> _TEXT EXCERPT_:
November 13, 2022

Give More Time for Opinions on Review of Personal Law: AIDWA

THE All India Democratic Women’s Association has sent a memorandum to Sushil Kumar Modi, MP and Chair, Parliamentary Standing Committee on Personnel, Public Grievances, Law & Justice, on November 4, regarding the review of personal law which is sought to be undertaken by the committee. A press communiqué issued on behalf of the Standing Committee on October 11, 2022, asked for memoranda concerning the entire gamut of personal law within a short period of 21 days. This gives an impression that the entire exercise of asking for memoranda is not a serious attempt to get the opinions of various organisations and people working on the issue, but is just a formality, AIDWA noted. If it were serious in eliciting views and in getting memoranda, the committee would have allotted far more time for this purpose. It is unacceptable and absurd that suggestions for such wide-ranging reforms can be given in three weeks, AIDWA maintained.

> _TASK REQUIREMENTS_:
A - In the article on the AIDWA memorandum, how many days did the Standing Committee's press communiqué allow for submitting memoranda?
B - Based on the article on the AIDWA memorandum, answer yes or no for each statement and quote the deciding words: (i) AIDWA sent its memorandum to the Chair of a committee on home affairs. (ii) The Standing Committee's press communiqué was issued on October 11, 2022. (iii) AIDWA considered three weeks enough time to offer suggestions.

[Records in a dataset]

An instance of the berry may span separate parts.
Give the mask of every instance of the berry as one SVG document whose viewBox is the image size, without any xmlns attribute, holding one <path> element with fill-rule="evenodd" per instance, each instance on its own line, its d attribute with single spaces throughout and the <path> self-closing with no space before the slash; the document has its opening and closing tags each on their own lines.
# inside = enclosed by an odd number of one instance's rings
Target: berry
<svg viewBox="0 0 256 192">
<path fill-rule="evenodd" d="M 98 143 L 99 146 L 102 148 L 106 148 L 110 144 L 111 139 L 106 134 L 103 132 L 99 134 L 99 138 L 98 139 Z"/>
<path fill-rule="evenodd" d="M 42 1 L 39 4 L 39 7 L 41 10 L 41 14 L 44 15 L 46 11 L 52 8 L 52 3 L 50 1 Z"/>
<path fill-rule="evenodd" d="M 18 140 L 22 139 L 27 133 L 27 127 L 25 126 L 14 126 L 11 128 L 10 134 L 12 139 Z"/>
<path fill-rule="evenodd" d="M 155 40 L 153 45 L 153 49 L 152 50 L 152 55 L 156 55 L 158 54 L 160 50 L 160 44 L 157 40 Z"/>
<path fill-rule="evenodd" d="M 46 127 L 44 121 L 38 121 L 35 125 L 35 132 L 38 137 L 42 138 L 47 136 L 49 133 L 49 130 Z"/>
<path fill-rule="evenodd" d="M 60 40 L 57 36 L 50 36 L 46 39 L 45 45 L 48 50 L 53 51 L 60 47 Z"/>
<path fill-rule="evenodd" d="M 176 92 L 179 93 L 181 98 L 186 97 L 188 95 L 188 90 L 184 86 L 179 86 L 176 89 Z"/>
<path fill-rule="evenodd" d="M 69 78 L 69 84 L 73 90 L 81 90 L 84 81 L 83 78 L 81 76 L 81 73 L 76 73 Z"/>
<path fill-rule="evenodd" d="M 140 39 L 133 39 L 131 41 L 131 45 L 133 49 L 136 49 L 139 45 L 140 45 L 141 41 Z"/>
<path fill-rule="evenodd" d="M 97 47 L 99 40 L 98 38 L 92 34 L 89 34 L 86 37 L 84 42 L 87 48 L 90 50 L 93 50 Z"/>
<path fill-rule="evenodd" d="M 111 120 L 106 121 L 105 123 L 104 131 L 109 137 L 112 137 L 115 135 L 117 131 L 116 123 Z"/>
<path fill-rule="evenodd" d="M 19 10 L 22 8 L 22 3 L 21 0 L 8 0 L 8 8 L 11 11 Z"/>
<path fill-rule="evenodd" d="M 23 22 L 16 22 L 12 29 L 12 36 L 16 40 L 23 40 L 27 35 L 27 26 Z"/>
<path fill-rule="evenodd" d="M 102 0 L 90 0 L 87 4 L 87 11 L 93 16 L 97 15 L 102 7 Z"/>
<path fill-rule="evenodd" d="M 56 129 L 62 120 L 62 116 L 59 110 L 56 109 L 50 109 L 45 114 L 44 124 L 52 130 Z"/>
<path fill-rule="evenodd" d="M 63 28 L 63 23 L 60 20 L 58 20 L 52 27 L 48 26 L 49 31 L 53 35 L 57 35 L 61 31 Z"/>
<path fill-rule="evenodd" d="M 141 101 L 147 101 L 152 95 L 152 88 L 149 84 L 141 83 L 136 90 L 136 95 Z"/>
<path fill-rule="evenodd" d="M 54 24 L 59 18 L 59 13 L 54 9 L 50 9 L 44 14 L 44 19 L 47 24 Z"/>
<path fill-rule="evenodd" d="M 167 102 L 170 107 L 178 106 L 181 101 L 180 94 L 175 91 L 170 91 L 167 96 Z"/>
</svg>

> _RESULTS FOR THE EXERCISE_:
A - 21 days.

B -
(i) No: "Chair, Parliamentary Standing Committee on Personnel, Public Grievances, Law & Justice"
(ii) Yes: "A press communiqué issued on behalf of the Standing Committee on October 11, 2022"
(iii) No: "It is unacceptable and absurd that suggestions for such wide-ranging reforms can be given in three weeks"